Data listing »
BEGIN

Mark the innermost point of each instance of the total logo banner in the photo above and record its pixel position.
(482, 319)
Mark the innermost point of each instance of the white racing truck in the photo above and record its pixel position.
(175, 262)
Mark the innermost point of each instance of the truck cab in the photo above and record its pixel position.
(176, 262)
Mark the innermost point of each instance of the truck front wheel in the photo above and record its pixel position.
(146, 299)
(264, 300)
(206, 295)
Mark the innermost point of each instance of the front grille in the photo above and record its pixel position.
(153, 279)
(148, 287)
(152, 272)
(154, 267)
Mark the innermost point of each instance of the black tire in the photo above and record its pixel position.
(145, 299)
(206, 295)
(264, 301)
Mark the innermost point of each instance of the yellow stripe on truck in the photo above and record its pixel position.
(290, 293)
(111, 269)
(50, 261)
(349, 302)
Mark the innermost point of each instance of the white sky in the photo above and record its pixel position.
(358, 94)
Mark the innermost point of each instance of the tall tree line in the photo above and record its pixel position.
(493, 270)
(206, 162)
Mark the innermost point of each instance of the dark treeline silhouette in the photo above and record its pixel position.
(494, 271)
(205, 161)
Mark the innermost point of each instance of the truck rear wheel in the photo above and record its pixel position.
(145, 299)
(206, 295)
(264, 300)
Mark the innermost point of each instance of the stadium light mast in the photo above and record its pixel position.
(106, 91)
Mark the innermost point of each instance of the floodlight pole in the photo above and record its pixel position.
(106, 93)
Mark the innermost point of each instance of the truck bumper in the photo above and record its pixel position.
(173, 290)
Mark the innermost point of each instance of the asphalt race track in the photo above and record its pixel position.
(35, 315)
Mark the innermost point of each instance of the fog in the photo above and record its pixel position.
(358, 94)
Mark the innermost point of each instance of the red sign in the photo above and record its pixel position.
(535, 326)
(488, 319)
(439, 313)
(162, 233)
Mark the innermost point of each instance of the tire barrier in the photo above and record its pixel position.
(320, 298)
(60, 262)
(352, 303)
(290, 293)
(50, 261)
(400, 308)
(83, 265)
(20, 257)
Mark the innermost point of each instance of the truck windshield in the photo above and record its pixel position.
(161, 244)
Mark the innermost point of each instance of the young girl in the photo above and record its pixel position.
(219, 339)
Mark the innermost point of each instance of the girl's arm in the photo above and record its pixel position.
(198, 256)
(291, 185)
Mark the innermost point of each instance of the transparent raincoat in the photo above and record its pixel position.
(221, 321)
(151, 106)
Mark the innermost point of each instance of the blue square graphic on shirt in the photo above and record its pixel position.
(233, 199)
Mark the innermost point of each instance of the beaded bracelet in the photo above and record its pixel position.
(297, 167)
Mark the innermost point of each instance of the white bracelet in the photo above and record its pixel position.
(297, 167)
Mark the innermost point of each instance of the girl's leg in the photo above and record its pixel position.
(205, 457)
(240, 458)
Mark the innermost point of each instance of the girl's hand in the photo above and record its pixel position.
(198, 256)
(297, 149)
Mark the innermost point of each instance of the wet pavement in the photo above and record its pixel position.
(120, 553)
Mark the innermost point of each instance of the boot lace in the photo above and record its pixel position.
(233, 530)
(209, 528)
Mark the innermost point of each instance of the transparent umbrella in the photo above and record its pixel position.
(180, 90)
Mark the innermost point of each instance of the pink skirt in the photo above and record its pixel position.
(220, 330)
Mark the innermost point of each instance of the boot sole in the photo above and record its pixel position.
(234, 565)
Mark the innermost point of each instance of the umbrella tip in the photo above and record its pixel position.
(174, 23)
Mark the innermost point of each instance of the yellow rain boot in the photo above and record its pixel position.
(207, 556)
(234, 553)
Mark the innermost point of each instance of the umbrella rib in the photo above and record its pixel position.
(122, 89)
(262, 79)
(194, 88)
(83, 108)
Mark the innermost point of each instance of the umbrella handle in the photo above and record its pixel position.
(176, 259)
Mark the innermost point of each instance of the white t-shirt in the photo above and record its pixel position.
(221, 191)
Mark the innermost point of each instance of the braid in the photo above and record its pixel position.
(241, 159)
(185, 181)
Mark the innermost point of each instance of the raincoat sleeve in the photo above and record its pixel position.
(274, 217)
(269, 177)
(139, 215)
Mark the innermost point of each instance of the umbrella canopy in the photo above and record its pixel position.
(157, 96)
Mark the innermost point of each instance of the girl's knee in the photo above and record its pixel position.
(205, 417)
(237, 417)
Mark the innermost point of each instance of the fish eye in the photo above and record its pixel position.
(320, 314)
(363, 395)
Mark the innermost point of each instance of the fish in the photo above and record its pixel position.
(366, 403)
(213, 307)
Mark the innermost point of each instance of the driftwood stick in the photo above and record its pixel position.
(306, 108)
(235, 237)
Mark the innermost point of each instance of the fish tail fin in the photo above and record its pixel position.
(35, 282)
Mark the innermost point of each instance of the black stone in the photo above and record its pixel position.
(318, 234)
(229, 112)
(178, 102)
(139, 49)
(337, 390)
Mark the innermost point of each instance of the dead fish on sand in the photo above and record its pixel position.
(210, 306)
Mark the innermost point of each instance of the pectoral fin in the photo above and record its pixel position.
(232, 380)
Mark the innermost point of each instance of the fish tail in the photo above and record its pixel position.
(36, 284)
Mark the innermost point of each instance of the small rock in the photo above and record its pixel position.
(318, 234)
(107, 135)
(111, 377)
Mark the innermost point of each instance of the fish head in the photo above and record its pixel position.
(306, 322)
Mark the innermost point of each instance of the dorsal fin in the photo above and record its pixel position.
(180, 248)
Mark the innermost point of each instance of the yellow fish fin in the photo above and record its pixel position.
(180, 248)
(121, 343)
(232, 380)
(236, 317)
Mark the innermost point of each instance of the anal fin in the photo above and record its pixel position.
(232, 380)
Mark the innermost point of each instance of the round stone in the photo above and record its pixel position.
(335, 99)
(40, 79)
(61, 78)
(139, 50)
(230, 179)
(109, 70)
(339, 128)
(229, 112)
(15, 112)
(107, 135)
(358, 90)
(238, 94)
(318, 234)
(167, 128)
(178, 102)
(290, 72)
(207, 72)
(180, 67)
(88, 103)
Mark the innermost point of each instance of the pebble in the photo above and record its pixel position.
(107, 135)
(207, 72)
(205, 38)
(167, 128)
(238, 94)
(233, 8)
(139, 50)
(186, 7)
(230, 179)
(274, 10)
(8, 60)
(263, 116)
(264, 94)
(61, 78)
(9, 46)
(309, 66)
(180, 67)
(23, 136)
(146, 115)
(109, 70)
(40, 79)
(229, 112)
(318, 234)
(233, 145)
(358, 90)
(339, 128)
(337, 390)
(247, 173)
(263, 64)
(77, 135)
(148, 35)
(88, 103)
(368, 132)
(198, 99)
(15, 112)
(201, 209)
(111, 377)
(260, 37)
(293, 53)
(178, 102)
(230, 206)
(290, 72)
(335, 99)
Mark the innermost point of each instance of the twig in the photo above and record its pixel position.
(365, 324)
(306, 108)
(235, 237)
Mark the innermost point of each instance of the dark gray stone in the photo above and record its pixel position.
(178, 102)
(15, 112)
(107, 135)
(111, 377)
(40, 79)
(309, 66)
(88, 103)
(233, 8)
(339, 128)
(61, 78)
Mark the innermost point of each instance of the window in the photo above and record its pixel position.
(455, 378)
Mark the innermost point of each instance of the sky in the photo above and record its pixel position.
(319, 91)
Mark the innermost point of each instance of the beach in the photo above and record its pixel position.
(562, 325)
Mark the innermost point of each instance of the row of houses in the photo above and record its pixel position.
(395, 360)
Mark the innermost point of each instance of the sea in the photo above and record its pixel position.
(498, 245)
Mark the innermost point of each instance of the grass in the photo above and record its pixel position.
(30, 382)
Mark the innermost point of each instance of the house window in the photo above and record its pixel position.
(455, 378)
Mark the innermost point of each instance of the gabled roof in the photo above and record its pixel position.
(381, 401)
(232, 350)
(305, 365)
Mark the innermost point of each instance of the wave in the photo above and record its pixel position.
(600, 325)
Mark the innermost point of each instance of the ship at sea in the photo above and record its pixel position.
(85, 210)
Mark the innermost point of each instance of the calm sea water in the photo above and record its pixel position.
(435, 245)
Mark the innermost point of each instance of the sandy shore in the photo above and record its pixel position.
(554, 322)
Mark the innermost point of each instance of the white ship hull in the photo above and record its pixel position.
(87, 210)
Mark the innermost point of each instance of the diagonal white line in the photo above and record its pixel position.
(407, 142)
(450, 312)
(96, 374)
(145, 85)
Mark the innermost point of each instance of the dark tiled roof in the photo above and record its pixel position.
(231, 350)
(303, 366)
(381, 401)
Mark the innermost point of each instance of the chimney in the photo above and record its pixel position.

END

What the exercise asks »
Reproduce verbatim every line of the entries, beginning with the line that contains "Mark the innermost point of each instance of the white ship" and continuing through the last line of the entries.

The solution »
Mark the innermost point of each instance of the white ship hull in the photo above and record its pixel position.
(87, 210)
Mark the innermost point of each instance of the diagonal white line in the photo above and record its pixel position.
(407, 142)
(450, 312)
(96, 374)
(145, 85)
Mark the innermost point of each instance of the dark tiled roof in the photo above and record its pixel position.
(231, 350)
(303, 366)
(381, 401)
Mark the innermost point of each instance of the chimney in the photo above and record its pixel position.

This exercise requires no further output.